Problem requirements: Could you quote the listing below word for word, from the line containing "the butterfly wing." through the end of the listing, leaving out the pictures?

Information provided:
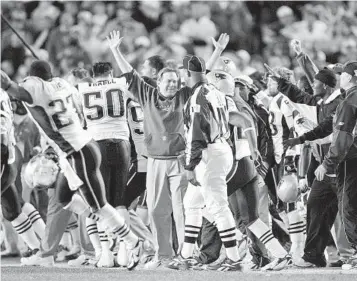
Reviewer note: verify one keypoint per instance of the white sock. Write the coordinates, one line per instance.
(80, 207)
(93, 234)
(104, 240)
(143, 213)
(193, 223)
(36, 220)
(23, 227)
(122, 210)
(264, 234)
(66, 239)
(116, 224)
(296, 232)
(75, 237)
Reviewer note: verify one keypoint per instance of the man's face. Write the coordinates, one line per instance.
(319, 88)
(345, 79)
(243, 91)
(146, 69)
(272, 87)
(167, 84)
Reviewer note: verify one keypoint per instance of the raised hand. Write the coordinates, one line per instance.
(5, 80)
(114, 40)
(291, 143)
(222, 42)
(271, 72)
(296, 45)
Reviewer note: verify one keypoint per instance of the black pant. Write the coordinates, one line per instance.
(136, 186)
(86, 162)
(322, 208)
(115, 168)
(347, 193)
(11, 188)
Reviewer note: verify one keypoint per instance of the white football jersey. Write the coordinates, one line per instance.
(284, 116)
(104, 108)
(55, 113)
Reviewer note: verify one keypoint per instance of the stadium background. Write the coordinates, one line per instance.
(72, 33)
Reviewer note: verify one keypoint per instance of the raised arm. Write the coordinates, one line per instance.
(305, 62)
(138, 89)
(14, 90)
(114, 41)
(219, 45)
(292, 91)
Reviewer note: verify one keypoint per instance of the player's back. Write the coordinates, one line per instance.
(54, 111)
(104, 108)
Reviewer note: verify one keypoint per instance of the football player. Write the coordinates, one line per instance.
(50, 102)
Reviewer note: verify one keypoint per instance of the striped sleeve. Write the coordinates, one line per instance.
(197, 126)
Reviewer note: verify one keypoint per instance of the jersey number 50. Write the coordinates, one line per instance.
(113, 100)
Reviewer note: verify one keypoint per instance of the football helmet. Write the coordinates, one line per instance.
(41, 171)
(225, 64)
(223, 81)
(288, 188)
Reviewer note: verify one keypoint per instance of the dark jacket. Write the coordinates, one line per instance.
(324, 109)
(344, 140)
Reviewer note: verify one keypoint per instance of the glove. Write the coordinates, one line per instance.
(303, 186)
(291, 142)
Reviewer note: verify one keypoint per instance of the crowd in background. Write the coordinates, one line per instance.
(72, 33)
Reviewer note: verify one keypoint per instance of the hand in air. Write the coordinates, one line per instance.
(296, 45)
(291, 143)
(114, 40)
(222, 42)
(320, 172)
(271, 72)
(5, 80)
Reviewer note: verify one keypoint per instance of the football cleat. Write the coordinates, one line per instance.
(135, 255)
(226, 265)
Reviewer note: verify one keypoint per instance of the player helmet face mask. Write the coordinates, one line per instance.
(223, 81)
(288, 188)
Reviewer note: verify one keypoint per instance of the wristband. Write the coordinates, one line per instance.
(8, 87)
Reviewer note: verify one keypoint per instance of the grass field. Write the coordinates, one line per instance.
(12, 271)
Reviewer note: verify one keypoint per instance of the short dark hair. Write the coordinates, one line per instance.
(101, 68)
(41, 69)
(157, 62)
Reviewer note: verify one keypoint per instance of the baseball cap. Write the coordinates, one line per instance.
(284, 11)
(350, 67)
(243, 80)
(194, 64)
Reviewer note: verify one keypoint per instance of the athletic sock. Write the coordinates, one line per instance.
(265, 235)
(93, 234)
(23, 227)
(115, 223)
(36, 220)
(193, 223)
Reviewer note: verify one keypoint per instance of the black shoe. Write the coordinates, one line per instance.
(227, 265)
(338, 263)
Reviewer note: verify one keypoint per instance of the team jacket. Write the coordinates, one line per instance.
(344, 139)
(265, 142)
(163, 118)
(206, 121)
(324, 109)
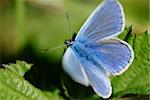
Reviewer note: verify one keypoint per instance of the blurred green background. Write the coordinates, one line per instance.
(30, 26)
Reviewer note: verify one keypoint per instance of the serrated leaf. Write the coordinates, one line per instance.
(136, 79)
(15, 87)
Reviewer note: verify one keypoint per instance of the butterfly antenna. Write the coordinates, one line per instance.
(68, 20)
(53, 49)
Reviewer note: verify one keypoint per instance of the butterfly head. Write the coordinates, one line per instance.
(69, 42)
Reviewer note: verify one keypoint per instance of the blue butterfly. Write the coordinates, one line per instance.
(96, 53)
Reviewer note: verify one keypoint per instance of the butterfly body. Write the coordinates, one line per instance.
(96, 53)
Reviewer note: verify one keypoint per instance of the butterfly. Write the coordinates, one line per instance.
(97, 53)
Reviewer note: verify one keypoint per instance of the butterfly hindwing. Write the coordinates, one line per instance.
(98, 79)
(73, 67)
(115, 54)
(106, 21)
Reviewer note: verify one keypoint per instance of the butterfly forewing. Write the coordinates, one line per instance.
(105, 22)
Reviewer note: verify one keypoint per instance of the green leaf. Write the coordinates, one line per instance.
(136, 79)
(15, 87)
(19, 68)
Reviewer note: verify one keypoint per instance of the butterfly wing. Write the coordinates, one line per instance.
(98, 79)
(106, 21)
(73, 67)
(116, 55)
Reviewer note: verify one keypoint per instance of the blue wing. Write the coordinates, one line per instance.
(73, 67)
(116, 55)
(106, 21)
(98, 79)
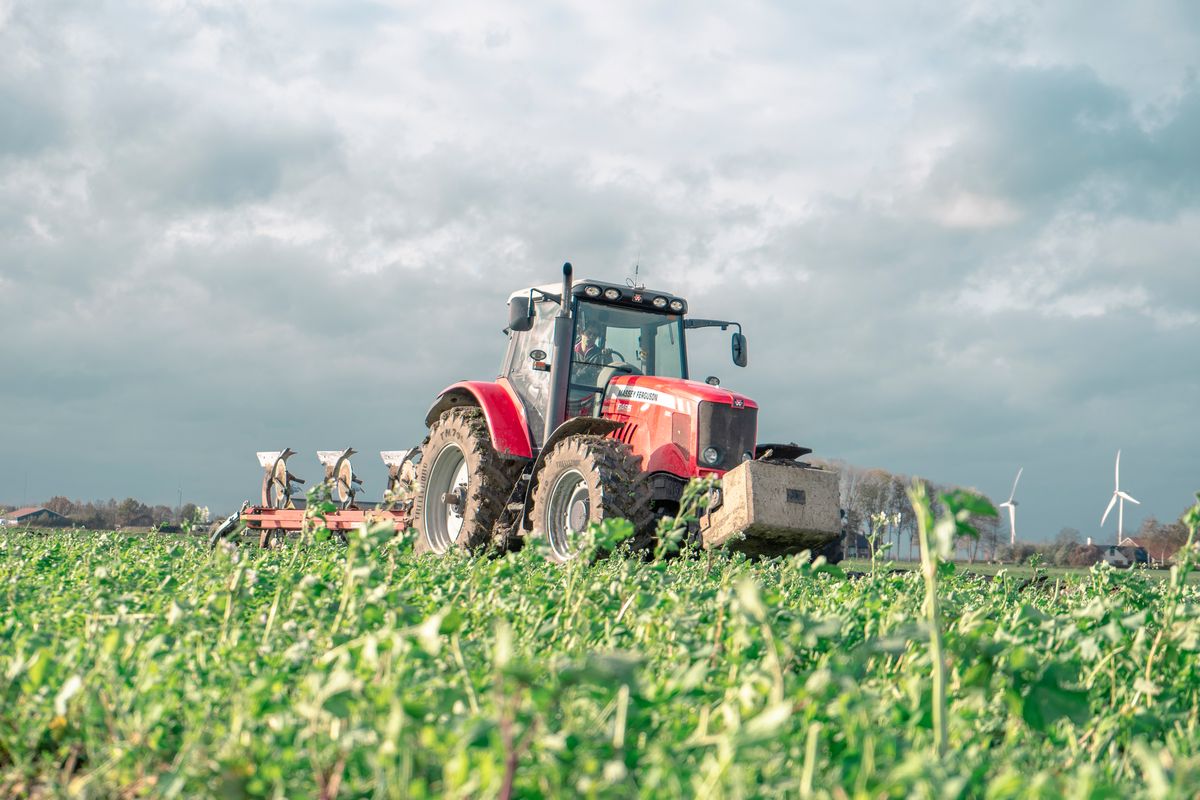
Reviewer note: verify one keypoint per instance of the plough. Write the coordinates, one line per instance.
(281, 511)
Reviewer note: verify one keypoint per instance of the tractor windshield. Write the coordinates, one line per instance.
(611, 341)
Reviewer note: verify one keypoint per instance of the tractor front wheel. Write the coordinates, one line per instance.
(586, 479)
(463, 483)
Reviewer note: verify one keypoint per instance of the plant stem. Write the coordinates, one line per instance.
(933, 613)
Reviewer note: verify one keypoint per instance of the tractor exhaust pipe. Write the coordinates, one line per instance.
(561, 362)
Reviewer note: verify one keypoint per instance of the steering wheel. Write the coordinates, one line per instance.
(610, 371)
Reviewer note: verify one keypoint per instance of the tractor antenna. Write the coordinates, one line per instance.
(634, 283)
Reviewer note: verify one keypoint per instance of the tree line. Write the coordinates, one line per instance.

Result for this task:
Reviewer note: verify one keypoint per instance of the butterfly wing. Write the coordinates, one line per instance.
(98, 79)
(106, 21)
(73, 67)
(116, 55)
Reviewer note: verify one keypoint per instance of the blue wing. Write the coordinates, one line per instance.
(73, 67)
(116, 55)
(106, 21)
(98, 79)
Reviewer note: verify one keypoint per instance of the plough. Write the coordinates, one line per instance.
(281, 511)
Reviewer note: verify one keypoint per instance of the tractor windshield. Write the coordinates, one line per instance.
(611, 341)
Reviewer note: verify one keypoint per instance of the tractor front wheel. Write the coordinates, one line per instance.
(586, 479)
(463, 483)
Reviewer note: verify one keypoint per instance of the plant stem. Write the coordinates, one line per instance.
(933, 613)
Reviewer note: verify one keypoint per instance of the tractor exhaust pipe. Write the coordinates, one line per instance.
(561, 362)
Reviewer note: verify one keypoint per instance of the steering wheel. Write the coordinates, one line per instance.
(610, 371)
Reviewer note: verify one keypoint per instance of the tractor antenna. Write the coordinates, one line per instance.
(634, 283)
Reviewer note: verify one keypoint per instance of the tree line. Write the coordinates, one line per instance.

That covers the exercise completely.